| STATED EXERCISE |
Format the stretch from the start of the rows through the line containing "M 424 95 L 449" as a two-column CSV with the headers text and answer. Give one line per row, with its text and its answer each in a single quoted field, line breaks replaced by spaces, and the pictures left out.

| DATA FOR THE TASK |
^^^^^^^^^^^^^^^^

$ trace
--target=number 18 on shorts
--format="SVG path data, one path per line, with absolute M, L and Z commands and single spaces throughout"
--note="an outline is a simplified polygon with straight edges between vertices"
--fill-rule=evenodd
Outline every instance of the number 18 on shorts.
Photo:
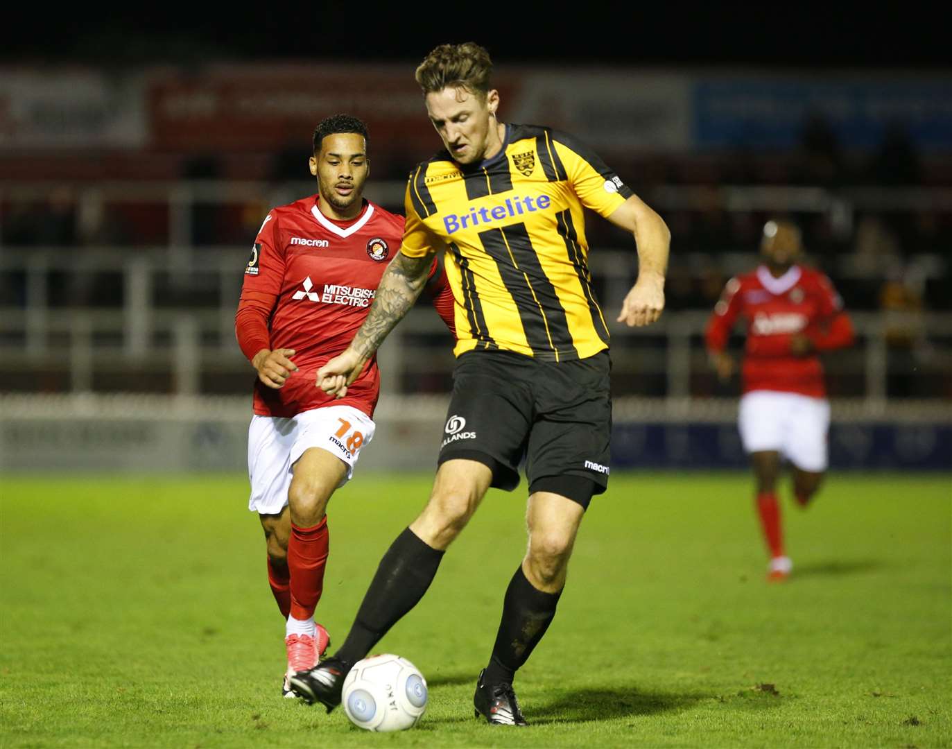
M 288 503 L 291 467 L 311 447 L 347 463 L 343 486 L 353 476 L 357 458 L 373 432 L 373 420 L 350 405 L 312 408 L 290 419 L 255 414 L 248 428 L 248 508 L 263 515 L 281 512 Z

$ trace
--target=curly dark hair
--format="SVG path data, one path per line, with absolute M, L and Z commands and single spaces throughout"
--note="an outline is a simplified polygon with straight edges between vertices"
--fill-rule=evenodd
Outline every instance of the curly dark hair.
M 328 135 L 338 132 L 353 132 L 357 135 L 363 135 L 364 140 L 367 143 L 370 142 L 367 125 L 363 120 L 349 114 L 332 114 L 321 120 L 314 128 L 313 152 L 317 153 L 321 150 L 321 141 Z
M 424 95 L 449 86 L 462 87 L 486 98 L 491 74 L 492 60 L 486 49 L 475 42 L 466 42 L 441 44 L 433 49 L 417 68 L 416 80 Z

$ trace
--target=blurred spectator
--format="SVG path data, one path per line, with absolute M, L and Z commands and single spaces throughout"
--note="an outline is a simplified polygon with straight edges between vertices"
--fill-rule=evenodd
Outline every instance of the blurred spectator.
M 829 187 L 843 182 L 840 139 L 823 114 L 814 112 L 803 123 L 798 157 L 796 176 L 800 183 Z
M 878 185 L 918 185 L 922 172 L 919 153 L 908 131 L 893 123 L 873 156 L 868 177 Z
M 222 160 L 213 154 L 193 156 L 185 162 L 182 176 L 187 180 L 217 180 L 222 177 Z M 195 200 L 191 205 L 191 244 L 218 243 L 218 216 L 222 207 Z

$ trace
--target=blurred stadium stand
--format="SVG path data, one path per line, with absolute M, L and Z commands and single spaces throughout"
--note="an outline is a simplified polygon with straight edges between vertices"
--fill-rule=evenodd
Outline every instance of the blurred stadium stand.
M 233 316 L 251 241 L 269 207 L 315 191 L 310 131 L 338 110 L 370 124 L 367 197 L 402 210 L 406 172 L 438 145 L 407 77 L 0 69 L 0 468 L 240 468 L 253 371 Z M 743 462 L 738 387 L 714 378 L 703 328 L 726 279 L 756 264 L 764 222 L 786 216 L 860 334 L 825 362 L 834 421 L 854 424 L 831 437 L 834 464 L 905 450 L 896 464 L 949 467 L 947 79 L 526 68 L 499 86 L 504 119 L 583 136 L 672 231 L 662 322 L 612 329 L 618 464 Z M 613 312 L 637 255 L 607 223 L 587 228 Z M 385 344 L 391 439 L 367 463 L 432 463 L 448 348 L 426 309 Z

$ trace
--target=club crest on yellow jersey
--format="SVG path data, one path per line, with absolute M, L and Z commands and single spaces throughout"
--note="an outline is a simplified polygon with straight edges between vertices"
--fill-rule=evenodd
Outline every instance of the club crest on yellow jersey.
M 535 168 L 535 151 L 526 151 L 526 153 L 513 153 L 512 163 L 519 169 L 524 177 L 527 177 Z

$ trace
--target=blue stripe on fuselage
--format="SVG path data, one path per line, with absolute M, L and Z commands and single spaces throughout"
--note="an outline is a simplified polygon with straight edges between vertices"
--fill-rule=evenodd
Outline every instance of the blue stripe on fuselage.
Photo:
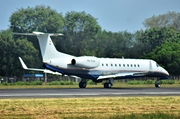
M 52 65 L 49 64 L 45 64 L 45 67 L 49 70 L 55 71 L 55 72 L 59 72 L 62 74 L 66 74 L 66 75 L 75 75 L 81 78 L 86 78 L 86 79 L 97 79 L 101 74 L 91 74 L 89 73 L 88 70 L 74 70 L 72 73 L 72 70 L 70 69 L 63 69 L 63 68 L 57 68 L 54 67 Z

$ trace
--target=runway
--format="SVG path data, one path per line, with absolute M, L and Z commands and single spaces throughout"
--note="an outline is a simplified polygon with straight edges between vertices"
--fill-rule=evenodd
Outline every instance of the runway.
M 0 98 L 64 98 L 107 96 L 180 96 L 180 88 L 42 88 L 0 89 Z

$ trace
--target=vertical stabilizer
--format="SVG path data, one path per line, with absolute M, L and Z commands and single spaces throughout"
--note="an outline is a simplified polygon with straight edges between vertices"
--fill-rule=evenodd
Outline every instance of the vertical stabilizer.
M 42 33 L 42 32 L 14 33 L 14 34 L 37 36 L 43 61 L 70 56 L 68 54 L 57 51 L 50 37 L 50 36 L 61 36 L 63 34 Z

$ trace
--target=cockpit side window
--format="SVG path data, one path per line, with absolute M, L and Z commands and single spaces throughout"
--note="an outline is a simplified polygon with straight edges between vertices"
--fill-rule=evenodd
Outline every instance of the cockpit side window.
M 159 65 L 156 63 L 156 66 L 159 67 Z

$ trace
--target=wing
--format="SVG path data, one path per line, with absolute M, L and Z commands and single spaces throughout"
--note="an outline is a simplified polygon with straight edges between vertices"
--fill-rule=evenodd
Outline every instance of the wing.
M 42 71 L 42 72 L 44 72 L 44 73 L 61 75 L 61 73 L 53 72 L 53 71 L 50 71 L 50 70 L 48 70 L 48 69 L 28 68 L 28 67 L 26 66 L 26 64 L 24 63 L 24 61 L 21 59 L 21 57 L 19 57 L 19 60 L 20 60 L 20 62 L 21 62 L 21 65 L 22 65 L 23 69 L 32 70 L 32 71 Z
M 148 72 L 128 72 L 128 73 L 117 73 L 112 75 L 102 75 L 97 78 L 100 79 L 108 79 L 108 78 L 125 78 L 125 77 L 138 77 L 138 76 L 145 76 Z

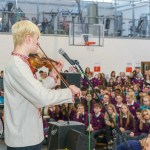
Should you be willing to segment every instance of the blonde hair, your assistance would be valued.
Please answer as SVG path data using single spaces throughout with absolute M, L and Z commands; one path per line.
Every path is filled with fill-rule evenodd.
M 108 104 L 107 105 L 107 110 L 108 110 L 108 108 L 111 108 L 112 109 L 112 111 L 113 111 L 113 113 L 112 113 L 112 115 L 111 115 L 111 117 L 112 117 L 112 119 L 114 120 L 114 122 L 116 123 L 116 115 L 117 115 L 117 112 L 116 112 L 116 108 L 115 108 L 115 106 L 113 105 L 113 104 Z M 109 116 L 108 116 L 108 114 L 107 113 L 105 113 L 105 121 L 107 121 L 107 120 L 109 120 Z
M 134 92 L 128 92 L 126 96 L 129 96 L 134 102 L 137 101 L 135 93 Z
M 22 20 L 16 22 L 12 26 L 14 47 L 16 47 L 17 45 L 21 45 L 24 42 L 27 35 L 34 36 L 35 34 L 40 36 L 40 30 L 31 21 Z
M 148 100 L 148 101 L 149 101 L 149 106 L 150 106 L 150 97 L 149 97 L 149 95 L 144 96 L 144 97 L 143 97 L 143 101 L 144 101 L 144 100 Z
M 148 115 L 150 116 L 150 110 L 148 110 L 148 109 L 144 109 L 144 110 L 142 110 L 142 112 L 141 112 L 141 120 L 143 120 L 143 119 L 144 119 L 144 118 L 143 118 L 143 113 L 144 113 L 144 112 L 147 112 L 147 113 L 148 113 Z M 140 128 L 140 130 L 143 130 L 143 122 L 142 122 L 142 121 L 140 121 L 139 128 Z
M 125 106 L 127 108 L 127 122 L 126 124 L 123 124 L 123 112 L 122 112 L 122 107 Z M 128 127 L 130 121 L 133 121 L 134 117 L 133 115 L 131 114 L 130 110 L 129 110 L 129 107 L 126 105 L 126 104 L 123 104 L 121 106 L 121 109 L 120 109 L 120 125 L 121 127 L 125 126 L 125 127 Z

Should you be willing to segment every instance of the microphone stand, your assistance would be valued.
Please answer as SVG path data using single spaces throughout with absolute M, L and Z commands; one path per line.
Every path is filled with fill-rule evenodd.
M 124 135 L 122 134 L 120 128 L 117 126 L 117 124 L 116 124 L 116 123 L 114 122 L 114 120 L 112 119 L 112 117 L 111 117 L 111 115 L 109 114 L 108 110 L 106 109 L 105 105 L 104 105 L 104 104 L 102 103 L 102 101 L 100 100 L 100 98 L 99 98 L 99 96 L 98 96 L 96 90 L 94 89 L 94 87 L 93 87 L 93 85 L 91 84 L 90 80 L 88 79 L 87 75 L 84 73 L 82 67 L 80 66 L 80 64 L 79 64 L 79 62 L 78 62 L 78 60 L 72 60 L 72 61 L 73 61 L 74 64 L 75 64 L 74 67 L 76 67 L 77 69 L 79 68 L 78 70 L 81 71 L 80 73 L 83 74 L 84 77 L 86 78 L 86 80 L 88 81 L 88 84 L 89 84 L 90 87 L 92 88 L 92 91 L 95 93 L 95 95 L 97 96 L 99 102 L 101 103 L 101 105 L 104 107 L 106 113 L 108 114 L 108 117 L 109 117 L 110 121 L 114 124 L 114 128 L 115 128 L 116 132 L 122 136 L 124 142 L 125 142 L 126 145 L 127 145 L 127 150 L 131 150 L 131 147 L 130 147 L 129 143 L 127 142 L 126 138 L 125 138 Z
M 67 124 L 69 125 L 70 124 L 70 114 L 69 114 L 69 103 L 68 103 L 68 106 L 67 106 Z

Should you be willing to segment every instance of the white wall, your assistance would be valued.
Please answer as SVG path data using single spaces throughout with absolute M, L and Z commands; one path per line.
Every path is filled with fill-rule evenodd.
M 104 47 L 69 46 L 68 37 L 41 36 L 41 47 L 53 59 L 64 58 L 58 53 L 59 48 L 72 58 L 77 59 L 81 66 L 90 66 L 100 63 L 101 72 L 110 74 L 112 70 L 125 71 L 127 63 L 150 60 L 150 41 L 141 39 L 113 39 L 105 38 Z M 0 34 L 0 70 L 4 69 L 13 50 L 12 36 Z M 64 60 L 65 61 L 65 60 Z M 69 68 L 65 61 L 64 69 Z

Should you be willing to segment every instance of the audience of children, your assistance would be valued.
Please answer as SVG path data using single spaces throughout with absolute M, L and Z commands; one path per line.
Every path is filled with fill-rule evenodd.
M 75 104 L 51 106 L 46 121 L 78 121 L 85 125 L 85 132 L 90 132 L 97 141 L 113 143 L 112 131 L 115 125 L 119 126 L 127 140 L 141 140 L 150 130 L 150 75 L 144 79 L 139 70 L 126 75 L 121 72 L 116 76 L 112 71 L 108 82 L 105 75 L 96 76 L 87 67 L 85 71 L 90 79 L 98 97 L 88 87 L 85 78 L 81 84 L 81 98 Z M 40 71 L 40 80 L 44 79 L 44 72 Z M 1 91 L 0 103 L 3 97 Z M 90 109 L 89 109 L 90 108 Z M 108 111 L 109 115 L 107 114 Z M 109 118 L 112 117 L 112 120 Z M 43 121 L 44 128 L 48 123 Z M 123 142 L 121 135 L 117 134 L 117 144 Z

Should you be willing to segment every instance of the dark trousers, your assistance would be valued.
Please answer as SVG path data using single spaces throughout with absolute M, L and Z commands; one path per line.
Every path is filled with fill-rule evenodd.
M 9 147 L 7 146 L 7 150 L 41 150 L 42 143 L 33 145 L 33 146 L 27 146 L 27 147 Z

^^^^^^^^^^^^^^^^

| OUTPUT |
text,answer
"$ trace --target=number 18 on shorts --format=""SVG path data, one path per line, with absolute M, L and Z commands and single spaces throughout"" --note=""an outline is a simplified polygon with straight edges between vertices"" --fill-rule=evenodd Outline every instance of the number 18 on shorts. Photo:","M 288 503 L 291 467 L 311 447 L 347 463 L 343 486 L 353 476 L 357 458 L 373 432 L 373 420 L 350 405 L 312 408 L 290 419 L 255 414 L 248 428 L 248 508 L 263 515 L 281 512 Z"
"$ trace --target=curly dark hair --format=""SVG path data, one path per line, with absolute M, L and Z commands and single spaces throughout"" --note=""an outline is a simplified polygon with straight edges between vertices"" --fill-rule=evenodd Outline every instance of the curly dark hair.","M 328 135 L 338 132 L 353 132 L 357 135 L 363 135 L 364 140 L 367 143 L 370 142 L 367 125 L 363 120 L 349 114 L 332 114 L 321 120 L 314 128 L 313 152 L 317 153 L 321 150 L 321 141 Z M 424 95 L 449 86 L 462 87 L 486 98 L 491 74 L 492 60 L 486 49 L 475 42 L 466 42 L 441 44 L 433 49 L 417 68 L 416 80 Z"